* **Task to carry out**: Retype the listing below exactly, beginning at the line that contains "I would be grateful if you could tag the woman's forehead" and ending with its last line.
====
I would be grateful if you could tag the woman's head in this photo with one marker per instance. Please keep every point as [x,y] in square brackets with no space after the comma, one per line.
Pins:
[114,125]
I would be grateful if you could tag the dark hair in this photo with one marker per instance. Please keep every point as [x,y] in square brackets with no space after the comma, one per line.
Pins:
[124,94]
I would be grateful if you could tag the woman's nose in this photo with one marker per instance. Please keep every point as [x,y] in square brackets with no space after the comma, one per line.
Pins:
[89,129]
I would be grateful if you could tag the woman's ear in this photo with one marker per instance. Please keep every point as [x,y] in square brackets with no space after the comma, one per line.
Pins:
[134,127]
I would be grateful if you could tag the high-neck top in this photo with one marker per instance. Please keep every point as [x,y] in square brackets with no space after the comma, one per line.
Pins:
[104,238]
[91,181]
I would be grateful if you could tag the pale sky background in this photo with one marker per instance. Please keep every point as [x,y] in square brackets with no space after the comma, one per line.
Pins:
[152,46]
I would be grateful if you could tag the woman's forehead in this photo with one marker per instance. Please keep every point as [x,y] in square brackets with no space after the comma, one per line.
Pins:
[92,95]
====
* **Exercise output**:
I would be grateful if you could tag the woman's forehead in this photo with one marker per instance. Please keep every point as [x,y] in square brackets with no space after the comma, one per line.
Pins:
[92,95]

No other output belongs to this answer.